» **Requirements**
Copy out each line of the rows below that contains the word "dirt".
**** Input data
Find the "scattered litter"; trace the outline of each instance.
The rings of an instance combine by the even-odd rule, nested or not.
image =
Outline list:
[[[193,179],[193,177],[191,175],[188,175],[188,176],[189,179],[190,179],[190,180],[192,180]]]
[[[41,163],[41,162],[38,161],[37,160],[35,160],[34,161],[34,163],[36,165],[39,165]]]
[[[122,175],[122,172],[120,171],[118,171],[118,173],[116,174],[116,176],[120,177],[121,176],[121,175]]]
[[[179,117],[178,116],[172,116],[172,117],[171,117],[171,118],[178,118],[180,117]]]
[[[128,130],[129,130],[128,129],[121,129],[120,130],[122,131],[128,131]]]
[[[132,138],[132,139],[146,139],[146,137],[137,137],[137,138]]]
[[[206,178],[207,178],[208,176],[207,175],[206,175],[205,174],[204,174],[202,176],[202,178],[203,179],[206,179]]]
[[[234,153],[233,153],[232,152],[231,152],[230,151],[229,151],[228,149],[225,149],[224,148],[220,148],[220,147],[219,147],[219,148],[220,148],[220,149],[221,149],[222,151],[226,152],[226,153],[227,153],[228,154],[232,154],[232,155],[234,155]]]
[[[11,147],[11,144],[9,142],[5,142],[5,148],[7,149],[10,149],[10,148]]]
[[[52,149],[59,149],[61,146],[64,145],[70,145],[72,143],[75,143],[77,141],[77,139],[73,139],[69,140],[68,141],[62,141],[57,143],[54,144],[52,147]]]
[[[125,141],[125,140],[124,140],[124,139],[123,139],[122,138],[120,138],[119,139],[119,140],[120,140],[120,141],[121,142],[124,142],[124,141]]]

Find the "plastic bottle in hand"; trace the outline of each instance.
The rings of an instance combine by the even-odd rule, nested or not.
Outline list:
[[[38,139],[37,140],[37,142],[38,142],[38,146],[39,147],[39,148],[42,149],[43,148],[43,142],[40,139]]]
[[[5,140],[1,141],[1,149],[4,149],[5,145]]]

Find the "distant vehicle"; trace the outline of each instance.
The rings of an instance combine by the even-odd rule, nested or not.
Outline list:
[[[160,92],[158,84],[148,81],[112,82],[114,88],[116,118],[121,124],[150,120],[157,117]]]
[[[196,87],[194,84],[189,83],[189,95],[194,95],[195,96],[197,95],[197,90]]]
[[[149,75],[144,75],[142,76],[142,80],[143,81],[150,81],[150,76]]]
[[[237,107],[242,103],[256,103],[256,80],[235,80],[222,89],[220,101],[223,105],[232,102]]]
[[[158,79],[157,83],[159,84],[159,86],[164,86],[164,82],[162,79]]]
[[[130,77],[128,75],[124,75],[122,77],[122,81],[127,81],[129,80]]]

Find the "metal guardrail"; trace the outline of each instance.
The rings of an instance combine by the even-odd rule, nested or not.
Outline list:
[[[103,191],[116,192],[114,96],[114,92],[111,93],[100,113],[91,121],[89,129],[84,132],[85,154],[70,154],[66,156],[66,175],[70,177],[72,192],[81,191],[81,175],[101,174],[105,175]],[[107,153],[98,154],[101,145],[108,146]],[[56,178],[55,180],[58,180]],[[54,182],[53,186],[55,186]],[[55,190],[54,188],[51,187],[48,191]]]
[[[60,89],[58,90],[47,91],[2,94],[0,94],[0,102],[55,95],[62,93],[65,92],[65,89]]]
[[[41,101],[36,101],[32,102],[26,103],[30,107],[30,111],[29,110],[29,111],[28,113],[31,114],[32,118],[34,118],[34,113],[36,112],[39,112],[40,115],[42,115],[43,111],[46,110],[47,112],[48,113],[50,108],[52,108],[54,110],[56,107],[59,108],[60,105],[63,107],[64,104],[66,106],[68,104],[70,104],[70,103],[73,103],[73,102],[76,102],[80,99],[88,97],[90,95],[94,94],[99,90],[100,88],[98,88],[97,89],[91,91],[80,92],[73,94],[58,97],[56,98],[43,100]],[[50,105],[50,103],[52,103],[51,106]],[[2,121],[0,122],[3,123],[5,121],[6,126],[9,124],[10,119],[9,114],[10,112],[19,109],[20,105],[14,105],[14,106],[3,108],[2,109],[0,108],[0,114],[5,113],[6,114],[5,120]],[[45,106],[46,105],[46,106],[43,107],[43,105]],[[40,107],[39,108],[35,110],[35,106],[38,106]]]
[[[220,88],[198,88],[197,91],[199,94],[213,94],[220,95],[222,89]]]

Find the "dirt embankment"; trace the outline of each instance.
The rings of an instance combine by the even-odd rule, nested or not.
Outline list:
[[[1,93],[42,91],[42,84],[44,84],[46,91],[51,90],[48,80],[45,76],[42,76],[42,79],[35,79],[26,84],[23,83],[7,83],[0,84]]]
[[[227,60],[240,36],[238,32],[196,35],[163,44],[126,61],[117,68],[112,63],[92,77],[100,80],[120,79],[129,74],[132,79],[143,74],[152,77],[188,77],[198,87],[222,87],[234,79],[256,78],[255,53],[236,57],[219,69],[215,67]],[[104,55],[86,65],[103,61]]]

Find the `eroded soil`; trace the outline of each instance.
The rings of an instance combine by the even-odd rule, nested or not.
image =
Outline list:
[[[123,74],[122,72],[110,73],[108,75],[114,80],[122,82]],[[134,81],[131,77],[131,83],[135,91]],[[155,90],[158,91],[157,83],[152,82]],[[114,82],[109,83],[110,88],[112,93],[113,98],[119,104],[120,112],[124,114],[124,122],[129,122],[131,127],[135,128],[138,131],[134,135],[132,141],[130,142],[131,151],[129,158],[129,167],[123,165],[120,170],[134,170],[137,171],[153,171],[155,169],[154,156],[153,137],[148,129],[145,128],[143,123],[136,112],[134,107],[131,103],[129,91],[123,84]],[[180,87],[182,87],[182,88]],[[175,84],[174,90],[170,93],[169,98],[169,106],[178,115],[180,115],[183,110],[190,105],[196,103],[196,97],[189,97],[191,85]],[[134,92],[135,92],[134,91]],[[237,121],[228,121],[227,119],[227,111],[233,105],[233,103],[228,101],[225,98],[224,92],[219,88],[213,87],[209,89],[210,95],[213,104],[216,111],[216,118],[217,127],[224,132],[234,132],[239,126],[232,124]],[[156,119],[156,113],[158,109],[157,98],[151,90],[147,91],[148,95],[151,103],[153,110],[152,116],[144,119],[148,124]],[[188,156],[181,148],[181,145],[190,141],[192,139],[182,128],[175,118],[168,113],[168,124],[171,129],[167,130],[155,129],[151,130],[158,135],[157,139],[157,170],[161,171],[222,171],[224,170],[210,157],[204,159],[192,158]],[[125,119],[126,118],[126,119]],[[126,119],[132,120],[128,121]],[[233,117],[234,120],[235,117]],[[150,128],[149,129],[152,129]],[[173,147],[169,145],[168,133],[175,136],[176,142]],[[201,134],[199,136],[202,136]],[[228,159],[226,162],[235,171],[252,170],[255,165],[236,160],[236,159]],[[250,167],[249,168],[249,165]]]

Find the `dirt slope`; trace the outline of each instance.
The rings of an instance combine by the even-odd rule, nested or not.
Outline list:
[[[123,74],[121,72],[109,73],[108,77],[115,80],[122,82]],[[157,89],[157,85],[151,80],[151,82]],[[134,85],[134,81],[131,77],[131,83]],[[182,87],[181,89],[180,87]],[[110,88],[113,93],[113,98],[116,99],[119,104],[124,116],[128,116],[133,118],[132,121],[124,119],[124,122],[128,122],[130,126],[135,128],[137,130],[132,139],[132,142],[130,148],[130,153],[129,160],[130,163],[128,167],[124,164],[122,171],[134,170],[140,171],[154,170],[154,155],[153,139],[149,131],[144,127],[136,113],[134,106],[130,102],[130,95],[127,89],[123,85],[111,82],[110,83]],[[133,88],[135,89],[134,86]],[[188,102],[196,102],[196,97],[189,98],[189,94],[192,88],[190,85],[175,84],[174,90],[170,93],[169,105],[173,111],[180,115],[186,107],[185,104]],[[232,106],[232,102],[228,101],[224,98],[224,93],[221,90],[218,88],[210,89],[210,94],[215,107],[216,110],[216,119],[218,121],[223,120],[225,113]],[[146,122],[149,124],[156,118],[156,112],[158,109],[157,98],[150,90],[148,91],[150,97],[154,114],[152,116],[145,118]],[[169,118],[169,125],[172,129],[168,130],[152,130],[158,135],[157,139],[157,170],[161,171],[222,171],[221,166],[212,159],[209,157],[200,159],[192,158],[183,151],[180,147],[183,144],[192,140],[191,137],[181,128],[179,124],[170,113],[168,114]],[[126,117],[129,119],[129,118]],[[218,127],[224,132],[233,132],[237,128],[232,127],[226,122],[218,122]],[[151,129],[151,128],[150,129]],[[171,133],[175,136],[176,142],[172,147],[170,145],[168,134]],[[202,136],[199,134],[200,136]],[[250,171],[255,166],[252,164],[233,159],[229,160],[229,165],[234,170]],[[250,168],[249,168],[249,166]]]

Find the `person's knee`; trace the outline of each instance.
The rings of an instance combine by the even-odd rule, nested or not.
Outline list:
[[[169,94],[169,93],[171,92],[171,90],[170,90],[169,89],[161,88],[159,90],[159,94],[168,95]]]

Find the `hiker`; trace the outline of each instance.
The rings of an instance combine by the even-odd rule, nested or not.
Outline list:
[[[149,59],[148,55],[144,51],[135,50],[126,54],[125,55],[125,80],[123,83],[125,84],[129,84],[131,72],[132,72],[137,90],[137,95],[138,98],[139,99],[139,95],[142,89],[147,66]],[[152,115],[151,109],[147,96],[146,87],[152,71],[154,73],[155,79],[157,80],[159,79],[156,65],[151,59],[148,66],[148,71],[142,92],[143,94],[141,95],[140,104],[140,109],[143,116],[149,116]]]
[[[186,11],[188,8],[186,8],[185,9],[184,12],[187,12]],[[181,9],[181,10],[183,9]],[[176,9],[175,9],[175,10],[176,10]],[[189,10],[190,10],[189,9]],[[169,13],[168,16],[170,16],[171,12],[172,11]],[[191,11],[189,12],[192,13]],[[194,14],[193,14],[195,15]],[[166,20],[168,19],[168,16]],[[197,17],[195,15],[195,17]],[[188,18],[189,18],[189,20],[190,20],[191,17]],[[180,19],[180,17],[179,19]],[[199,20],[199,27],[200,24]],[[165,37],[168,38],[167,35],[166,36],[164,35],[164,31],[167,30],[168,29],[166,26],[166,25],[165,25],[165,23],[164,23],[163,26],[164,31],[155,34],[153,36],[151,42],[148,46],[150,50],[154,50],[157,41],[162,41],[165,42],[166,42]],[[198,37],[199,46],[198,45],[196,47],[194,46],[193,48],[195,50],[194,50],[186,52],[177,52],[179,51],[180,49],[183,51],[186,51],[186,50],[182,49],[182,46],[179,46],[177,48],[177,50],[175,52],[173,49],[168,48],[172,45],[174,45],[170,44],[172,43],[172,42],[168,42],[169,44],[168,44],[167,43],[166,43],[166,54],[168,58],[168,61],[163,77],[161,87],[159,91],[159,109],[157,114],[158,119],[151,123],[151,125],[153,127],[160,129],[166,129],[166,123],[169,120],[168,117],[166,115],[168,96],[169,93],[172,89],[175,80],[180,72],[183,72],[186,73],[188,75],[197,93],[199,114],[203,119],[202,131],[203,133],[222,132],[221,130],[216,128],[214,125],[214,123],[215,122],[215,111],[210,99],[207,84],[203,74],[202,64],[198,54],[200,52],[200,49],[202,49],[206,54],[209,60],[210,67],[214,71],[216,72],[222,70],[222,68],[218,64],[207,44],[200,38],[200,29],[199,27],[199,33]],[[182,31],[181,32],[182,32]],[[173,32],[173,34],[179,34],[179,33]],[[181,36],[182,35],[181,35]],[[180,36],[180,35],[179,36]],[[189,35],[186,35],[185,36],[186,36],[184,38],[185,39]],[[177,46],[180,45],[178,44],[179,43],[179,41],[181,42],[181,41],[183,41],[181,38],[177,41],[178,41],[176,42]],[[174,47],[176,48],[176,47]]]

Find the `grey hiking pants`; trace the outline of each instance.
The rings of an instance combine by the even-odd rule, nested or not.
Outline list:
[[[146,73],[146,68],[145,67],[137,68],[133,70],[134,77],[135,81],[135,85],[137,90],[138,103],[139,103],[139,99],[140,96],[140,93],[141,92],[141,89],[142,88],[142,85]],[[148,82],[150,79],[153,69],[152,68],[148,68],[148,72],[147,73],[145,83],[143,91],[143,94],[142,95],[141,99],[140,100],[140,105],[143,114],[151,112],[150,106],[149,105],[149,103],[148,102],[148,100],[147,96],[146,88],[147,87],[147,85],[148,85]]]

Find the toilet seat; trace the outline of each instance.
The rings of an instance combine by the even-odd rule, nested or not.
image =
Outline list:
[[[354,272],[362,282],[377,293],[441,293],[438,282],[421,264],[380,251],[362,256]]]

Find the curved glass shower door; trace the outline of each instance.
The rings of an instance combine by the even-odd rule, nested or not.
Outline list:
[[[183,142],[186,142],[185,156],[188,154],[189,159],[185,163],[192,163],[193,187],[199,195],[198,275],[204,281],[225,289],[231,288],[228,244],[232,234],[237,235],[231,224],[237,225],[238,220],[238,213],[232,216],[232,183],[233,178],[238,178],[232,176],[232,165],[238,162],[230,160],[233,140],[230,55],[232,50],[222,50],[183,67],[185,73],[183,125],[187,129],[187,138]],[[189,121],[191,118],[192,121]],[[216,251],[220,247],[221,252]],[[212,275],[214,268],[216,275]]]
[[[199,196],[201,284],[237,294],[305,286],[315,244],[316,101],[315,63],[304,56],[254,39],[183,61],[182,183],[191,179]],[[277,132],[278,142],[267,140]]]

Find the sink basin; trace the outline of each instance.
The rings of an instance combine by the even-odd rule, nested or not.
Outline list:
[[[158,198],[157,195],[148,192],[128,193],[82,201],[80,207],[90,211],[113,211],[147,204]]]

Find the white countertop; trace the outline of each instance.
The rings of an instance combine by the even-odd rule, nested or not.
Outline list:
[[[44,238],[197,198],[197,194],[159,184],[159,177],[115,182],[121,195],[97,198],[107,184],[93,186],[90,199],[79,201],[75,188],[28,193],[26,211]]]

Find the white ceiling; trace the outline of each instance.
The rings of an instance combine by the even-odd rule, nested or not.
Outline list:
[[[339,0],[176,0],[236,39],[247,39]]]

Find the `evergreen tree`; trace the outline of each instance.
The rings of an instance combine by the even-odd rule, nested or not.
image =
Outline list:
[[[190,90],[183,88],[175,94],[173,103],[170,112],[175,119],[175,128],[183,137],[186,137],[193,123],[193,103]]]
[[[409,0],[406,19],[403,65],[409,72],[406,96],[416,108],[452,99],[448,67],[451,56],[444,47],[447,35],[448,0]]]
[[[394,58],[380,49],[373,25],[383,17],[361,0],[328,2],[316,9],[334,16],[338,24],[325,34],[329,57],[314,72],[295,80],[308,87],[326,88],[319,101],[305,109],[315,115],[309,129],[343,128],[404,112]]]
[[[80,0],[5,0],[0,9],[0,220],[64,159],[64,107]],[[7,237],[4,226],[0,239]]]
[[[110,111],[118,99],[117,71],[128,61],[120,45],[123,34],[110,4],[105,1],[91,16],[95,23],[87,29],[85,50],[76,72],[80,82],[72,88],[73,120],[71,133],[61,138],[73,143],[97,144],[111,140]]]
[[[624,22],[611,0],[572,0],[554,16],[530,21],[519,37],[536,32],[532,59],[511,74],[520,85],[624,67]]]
********
» **Finished answer**
Find the "dirt embankment"; trace the outline of each instance.
Find the `dirt slope`; trace the outline of each instance.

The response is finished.